▶ _What is asked_: Filter the entries below, keeping each line that contains the string "orchid". Copy those lines unchanged, in their original order.

▶ _Data to use_:
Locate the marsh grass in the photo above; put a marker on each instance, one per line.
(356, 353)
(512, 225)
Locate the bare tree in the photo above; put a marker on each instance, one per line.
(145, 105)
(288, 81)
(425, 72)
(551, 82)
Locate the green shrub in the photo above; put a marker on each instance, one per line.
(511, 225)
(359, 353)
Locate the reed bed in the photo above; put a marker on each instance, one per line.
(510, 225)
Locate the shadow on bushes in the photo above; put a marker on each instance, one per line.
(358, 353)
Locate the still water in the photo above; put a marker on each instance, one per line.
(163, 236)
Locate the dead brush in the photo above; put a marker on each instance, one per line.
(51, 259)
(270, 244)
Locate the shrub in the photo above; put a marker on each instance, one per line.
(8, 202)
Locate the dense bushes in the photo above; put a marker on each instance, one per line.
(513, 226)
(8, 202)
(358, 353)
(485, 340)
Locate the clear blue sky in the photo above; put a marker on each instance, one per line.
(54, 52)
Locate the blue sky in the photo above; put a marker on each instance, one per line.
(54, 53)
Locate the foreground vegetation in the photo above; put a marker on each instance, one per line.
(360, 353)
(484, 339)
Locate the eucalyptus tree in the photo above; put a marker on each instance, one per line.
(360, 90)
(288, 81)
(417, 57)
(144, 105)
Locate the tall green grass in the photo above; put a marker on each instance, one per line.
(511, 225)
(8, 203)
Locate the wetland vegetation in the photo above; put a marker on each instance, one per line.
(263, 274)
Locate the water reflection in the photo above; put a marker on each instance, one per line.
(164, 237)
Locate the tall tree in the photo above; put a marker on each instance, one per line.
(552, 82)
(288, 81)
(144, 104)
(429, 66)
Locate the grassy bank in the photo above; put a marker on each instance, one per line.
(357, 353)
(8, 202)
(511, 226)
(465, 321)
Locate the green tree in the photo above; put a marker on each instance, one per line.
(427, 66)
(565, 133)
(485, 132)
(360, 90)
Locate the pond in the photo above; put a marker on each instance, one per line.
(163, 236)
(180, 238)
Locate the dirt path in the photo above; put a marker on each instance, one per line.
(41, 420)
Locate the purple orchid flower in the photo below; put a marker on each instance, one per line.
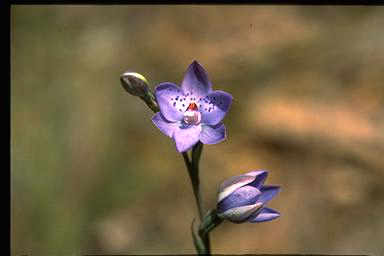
(193, 112)
(243, 198)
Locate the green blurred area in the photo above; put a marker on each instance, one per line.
(91, 174)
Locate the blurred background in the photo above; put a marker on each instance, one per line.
(91, 174)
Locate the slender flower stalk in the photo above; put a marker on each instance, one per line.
(192, 116)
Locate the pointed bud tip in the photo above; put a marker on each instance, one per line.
(134, 83)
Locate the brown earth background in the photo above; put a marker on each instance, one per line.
(91, 174)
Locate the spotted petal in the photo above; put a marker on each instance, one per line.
(212, 134)
(186, 137)
(266, 214)
(164, 125)
(214, 107)
(196, 81)
(168, 97)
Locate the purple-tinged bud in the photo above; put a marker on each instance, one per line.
(134, 83)
(243, 198)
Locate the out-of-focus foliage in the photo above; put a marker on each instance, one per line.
(91, 174)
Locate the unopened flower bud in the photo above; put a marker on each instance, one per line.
(243, 198)
(134, 83)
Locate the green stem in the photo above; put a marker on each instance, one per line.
(194, 177)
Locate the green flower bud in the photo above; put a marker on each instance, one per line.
(134, 83)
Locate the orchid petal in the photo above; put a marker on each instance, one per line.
(196, 81)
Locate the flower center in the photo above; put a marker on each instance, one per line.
(192, 116)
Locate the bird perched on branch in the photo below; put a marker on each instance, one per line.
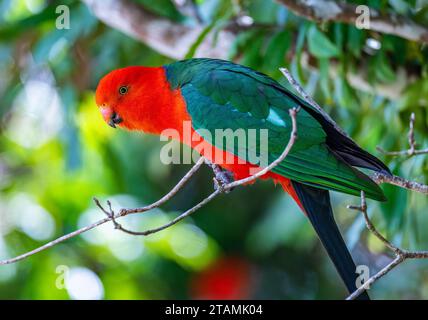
(215, 94)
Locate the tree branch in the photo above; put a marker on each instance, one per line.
(111, 216)
(412, 143)
(340, 11)
(378, 177)
(221, 187)
(167, 37)
(174, 40)
(401, 255)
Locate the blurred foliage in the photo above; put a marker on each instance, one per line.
(56, 153)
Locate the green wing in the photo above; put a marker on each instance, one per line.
(223, 95)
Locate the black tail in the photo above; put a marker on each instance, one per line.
(318, 208)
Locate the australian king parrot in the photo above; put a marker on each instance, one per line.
(213, 94)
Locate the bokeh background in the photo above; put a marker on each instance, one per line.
(56, 154)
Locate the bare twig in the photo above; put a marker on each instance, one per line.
(341, 11)
(63, 238)
(400, 254)
(111, 216)
(222, 187)
(378, 177)
(412, 151)
(309, 99)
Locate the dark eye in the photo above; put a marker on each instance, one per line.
(123, 90)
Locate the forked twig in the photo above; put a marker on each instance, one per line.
(400, 254)
(412, 151)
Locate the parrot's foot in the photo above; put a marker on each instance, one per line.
(221, 177)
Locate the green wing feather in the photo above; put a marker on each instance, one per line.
(224, 95)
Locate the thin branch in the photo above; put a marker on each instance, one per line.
(222, 187)
(165, 36)
(341, 11)
(401, 255)
(111, 216)
(63, 238)
(378, 177)
(412, 151)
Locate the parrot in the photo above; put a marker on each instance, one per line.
(213, 94)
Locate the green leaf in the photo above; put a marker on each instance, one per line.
(320, 45)
(276, 50)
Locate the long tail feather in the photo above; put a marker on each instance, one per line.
(316, 203)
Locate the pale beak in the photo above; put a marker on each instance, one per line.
(114, 120)
(111, 117)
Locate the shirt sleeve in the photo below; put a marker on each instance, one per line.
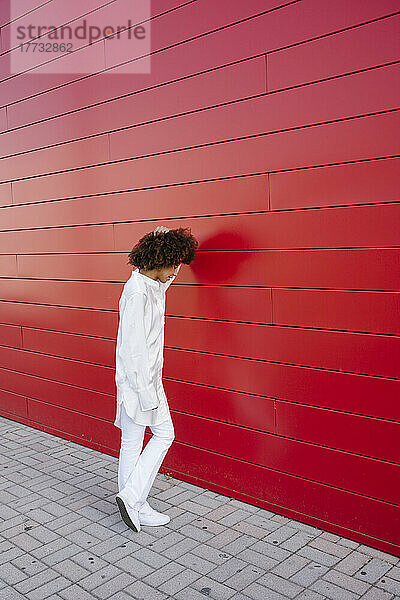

▶ _Answer to this problem_:
Locate the purple orchid flower in the photo below; put a marker on each instance, one per line.
Locate the orchid petal in the photo above; put a marker on each instance, one per line.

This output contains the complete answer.